WORK TO BE COMPLETED ▸
Duplicate the passage of the Advent reflection below, starting with "Sermonett/Advent 2 Reflection- John" and going on through "of last gasps.", with no changes to its wording or punctuation.

GIVEN TEXT ▸
Sermonett/Advent 2 Reflection- John 1:1-5

Last week for Advent Fellowship night, I told you a story about my last bit of walking along the Appalachian Trail. This week, I would like to share with you a story about a different kind of advent walking. One of the floors that I was in charge of during my summer as a hospital chaplain in Richmond Virginia, was the bone marrow transplant floor. It was a floor nicknamed by the staff as the “hopeless floor.” If there ever was a floor in the hospital that had beds just for darkness, it may be that floor. They called it the hopeless floor, because a majority of patients that get bone-marrow transplants are at the end of their ropes. They have already tried dozens of treatments, and this is often a floor of last gasps.
Now, there was a woman on this floor who paged for a chaplain to come down every day that she was there. And so I would go. In the beginning, we just sat in silence. She would stare at me, and I would listen. Occasionally she would talk about her bone cancer, or about what new thing they had strung up on “her friend Clyde.” This is what she lovingly called the metal pole that was constantly attached to her arm by several tubes. Clyde had maybe seven bags on him at one point, all dripping away various medicines and fluids, in the hope of getting her on her feet again. One day, before I could even sit down when I came to visit, all at once, she got a gleam in her eye and said to me: “Chaplain, today I want to go for a walk.” I told her that I like walking. And so, I helped her up, and she leaned heavily on Clyde, but she stood. And we went for a walk, down to one end of the hall of the tiny hospital wing, and back to the other. Me, Laura, and Clyde wheeling silently beside us. This became our routine, every day I would stop by for a walk with Laura and Clyde. We paced countless times up and down the hopeless floor of the hospital, and we talked about life. Eventually, after two or three laps Laura would get tired and we would hobble back to her room. But it felt like every day we walked a little farther.

RECORDS PROVIDED ▸
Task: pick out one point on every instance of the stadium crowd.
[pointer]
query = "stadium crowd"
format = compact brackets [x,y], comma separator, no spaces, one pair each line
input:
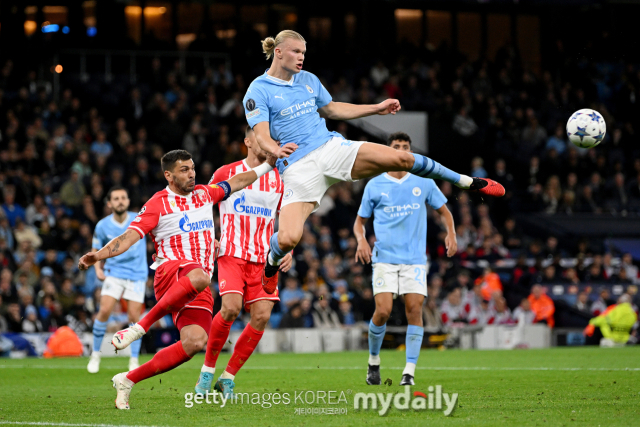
[58,158]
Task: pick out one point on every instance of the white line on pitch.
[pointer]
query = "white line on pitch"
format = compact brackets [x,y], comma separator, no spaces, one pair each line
[28,423]
[427,368]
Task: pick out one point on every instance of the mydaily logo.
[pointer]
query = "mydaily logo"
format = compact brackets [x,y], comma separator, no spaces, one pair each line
[382,402]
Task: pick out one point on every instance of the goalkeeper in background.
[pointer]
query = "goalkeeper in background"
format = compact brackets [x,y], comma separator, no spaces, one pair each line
[615,323]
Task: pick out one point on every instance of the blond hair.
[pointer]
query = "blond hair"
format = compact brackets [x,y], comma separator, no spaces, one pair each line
[269,44]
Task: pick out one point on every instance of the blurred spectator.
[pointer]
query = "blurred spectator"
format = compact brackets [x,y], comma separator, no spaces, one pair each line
[452,309]
[542,306]
[11,209]
[582,303]
[31,323]
[490,283]
[523,313]
[291,294]
[502,315]
[481,315]
[72,192]
[600,305]
[323,315]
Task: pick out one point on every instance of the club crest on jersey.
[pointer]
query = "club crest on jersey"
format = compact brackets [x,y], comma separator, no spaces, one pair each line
[188,226]
[240,207]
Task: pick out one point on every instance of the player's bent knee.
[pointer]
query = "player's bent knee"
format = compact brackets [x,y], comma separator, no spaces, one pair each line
[200,281]
[230,312]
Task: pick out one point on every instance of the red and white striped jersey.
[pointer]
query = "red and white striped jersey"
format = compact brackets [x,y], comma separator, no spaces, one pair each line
[247,217]
[181,227]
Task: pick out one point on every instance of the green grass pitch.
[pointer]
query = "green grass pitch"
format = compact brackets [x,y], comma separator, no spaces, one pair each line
[559,386]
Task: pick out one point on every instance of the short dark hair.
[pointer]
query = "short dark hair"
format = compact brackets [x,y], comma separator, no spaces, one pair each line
[116,188]
[398,136]
[170,158]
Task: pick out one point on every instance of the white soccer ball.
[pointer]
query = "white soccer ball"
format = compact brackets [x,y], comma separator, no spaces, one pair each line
[586,128]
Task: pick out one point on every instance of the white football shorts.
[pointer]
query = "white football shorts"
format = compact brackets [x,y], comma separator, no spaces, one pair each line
[400,279]
[129,290]
[309,178]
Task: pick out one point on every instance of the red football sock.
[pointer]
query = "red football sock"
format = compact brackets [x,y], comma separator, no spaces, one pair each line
[174,299]
[164,360]
[247,342]
[217,337]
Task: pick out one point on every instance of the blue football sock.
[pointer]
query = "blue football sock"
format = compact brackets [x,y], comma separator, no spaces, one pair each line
[413,343]
[376,336]
[276,253]
[428,168]
[99,328]
[135,346]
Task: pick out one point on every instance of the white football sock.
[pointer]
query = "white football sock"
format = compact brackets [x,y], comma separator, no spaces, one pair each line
[410,369]
[227,376]
[374,360]
[464,182]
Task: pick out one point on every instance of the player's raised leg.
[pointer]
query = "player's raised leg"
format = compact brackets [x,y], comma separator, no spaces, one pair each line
[415,331]
[134,308]
[377,329]
[246,344]
[193,338]
[179,293]
[99,328]
[292,219]
[374,159]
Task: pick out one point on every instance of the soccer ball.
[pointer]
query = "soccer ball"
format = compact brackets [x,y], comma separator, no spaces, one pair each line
[586,128]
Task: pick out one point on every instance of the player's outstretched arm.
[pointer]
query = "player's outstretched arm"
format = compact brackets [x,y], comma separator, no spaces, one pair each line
[344,111]
[450,241]
[268,144]
[363,252]
[241,180]
[114,248]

TASK SOLUTION ▸
Sermonett/Advent 2 Reflection- John 1:1-5

Last week for Advent Fellowship night, I told you a story about my last bit of walking along the Appalachian Trail. This week, I would like to share with you a story about a different kind of advent walking. One of the floors that I was in charge of during my summer as a hospital chaplain in Richmond Virginia, was the bone marrow transplant floor. It was a floor nicknamed by the staff as the “hopeless floor.” If there ever was a floor in the hospital that had beds just for darkness, it may be that floor. They called it the hopeless floor, because a majority of patients that get bone-marrow transplants are at the end of their ropes. They have already tried dozens of treatments, and this is often a floor of last gasps.